→ **WRITTEN INSTRUCTION**: Please reproduce the entries word for word, from the line with "I'm trying to locate the green grass." to the line with "[225,0,952,386]", including both of those lines.

Excerpts from a detection dataset
----

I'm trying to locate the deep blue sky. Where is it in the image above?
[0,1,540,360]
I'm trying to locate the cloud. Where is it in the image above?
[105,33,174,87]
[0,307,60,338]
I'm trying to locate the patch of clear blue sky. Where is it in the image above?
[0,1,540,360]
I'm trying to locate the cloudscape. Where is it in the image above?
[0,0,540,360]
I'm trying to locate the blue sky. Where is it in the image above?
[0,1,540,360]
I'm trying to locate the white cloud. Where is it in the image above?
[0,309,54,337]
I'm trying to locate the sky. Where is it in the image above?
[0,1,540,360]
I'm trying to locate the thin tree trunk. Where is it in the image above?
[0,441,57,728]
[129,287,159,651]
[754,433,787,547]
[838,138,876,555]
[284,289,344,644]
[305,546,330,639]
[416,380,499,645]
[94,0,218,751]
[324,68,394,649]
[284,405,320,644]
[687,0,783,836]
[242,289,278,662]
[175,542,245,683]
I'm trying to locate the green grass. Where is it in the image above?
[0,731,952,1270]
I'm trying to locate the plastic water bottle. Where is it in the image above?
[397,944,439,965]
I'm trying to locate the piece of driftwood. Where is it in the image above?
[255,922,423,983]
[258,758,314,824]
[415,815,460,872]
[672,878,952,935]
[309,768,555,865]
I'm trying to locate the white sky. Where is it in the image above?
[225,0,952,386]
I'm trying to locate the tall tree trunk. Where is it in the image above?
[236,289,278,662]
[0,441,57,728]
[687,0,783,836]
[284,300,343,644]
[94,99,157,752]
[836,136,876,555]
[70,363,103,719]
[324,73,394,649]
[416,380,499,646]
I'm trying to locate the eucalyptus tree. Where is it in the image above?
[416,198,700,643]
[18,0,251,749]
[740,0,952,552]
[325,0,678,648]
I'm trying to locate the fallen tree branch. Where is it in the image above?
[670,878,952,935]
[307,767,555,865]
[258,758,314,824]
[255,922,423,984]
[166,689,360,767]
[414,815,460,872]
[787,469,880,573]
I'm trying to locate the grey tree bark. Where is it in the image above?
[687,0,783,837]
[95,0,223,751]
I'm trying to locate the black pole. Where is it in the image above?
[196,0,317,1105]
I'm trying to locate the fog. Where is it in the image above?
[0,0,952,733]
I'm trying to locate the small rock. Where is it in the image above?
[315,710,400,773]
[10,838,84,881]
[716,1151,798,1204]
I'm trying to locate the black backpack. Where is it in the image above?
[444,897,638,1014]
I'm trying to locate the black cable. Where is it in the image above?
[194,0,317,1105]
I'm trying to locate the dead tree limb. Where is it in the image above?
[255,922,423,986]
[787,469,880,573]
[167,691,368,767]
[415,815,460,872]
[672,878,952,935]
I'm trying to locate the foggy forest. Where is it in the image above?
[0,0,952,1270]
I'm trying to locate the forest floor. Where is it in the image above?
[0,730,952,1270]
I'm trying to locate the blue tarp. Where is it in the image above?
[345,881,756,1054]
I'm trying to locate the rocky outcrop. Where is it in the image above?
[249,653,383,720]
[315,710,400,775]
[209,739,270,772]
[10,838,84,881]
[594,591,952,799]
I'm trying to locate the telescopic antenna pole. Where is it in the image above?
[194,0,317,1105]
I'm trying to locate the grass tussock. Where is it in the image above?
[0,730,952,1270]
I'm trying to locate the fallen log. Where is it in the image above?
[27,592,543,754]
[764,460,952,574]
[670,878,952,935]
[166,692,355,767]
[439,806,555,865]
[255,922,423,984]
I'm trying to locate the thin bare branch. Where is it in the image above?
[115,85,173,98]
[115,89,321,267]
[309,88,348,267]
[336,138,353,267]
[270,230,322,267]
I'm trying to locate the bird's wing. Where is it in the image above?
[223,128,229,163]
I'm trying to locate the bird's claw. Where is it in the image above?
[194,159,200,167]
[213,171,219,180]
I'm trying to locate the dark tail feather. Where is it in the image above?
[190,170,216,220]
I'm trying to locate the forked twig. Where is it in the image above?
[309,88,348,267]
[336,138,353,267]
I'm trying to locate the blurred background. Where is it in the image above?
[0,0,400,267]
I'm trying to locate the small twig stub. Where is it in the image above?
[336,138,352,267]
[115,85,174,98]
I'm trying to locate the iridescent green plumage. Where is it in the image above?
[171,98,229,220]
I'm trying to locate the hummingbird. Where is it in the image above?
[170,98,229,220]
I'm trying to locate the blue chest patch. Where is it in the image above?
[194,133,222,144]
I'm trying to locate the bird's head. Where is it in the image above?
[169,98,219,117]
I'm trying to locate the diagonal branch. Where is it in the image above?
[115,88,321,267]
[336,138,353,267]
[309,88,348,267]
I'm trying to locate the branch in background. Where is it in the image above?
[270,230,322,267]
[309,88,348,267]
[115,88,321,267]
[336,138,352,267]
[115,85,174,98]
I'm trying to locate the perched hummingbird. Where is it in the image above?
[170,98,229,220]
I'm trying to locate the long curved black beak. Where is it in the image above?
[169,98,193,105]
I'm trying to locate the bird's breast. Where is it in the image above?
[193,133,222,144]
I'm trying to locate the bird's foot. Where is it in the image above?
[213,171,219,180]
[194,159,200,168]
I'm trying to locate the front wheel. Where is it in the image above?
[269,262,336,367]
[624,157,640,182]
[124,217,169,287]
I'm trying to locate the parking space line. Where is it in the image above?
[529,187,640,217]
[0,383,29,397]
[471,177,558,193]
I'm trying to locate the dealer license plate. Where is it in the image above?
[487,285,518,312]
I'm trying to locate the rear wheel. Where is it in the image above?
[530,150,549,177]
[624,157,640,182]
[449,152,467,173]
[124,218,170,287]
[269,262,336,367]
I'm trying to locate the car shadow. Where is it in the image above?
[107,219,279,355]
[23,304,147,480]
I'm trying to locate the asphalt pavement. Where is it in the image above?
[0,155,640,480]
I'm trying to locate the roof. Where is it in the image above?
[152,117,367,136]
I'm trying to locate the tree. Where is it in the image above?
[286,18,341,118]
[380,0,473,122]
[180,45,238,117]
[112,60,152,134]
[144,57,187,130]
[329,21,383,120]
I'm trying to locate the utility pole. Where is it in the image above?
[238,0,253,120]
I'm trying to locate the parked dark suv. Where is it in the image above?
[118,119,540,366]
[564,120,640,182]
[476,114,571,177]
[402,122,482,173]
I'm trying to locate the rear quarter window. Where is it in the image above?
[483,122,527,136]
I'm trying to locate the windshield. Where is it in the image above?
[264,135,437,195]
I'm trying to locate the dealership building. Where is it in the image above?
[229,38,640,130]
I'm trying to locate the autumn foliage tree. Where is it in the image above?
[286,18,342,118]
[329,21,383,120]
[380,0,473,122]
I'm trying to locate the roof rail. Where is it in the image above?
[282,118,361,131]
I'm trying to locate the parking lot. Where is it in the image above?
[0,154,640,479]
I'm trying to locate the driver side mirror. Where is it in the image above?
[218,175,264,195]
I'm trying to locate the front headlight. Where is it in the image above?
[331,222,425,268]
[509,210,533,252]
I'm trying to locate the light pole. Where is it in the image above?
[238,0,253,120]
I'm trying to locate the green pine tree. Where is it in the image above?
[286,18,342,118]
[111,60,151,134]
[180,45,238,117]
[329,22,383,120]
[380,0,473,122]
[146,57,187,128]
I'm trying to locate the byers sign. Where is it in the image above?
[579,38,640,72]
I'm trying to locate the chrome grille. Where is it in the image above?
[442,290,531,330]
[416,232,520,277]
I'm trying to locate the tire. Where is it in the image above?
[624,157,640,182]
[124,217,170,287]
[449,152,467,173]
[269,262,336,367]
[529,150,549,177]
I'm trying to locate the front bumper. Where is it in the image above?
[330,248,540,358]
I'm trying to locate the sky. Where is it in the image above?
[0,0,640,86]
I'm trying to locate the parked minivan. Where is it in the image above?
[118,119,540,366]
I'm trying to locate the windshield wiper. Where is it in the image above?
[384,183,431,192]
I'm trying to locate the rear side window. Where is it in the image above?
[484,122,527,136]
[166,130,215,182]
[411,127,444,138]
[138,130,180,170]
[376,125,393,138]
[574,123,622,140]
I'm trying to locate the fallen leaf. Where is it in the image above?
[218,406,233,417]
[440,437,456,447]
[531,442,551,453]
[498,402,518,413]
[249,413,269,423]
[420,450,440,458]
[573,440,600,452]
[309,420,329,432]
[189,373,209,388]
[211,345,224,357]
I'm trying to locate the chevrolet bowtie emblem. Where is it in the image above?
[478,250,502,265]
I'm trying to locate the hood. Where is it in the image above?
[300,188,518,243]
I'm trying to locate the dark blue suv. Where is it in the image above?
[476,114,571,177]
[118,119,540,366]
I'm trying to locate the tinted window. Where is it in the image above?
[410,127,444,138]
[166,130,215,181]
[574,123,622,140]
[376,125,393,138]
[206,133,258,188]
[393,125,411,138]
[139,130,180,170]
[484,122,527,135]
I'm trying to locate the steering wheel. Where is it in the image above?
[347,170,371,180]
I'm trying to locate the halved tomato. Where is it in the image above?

----

→ **TASK RESPONSE**:
I'm trying to locate the green grass. Where is it in the image above?
[0,731,952,1270]
I'm trying to locate the plastic water bottle. Where is it in the image above?
[397,944,439,965]
I'm trying to locate the piece of driftwood. Where is it in the image above?
[255,922,423,983]
[258,758,314,824]
[415,815,460,872]
[672,878,952,935]
[309,768,555,865]
I'm trying to locate the white sky. Where is it in the image above?
[225,0,952,386]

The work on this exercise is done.